> **EXERCISE DETAILS**:
Turn each of the lines below into a string in a JSON list, one string per line, skipping any blank lines. Leave the pictures out.
━━━━━━━━━━
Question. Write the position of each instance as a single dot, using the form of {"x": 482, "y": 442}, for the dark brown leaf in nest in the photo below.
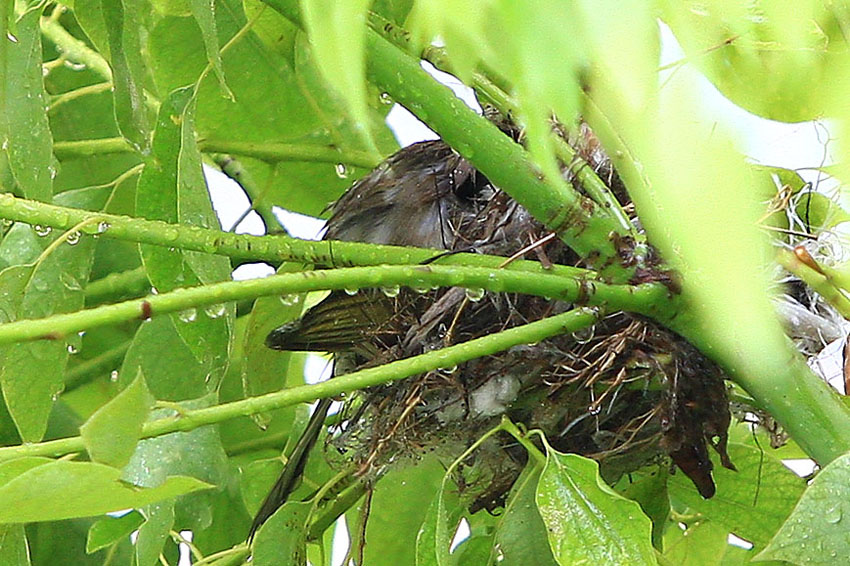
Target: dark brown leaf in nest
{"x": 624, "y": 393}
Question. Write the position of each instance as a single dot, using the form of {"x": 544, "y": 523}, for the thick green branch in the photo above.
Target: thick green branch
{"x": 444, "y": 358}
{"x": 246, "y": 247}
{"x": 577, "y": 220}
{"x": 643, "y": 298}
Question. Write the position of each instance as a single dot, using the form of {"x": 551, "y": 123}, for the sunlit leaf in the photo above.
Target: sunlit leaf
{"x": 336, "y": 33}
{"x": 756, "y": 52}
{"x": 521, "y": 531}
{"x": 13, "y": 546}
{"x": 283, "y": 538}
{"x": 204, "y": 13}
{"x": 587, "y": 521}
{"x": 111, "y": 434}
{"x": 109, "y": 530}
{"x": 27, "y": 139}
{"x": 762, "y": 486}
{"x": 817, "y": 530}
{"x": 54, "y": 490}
━━━━━━━━━━
> **RESULT FOR THIS TASK**:
[
  "Question. Write the position of each instance as a single dot, using the form of {\"x\": 482, \"y\": 442}, for the dark brown leaf in nest in the photo below.",
  "Target: dark brown leaf in nest",
  "{\"x\": 624, \"y\": 393}",
  "Question. Write the position of each instance as a single dot, using the form of {\"x\": 544, \"y\": 523}, for the thick green branch in the photo above.",
  "Target: thick green branch",
  "{\"x\": 444, \"y\": 358}",
  "{\"x\": 246, \"y\": 247}",
  "{\"x\": 577, \"y\": 220}",
  "{\"x\": 643, \"y\": 298}",
  "Question. Write the position of each instance as a single dot, using the form of {\"x\": 551, \"y\": 123}, for the sunlit leaf in the photo above.",
  "Target: sunlit leaf",
  "{\"x\": 336, \"y\": 33}",
  "{\"x\": 756, \"y\": 52}",
  "{\"x\": 521, \"y\": 531}",
  "{\"x\": 13, \"y\": 546}",
  "{\"x\": 283, \"y\": 538}",
  "{\"x\": 204, \"y\": 13}",
  "{\"x\": 587, \"y\": 521}",
  "{\"x\": 111, \"y\": 434}",
  "{\"x\": 109, \"y\": 530}",
  "{\"x\": 27, \"y\": 139}",
  "{\"x\": 762, \"y\": 486}",
  "{\"x\": 817, \"y\": 530}",
  "{\"x\": 54, \"y\": 490}"
]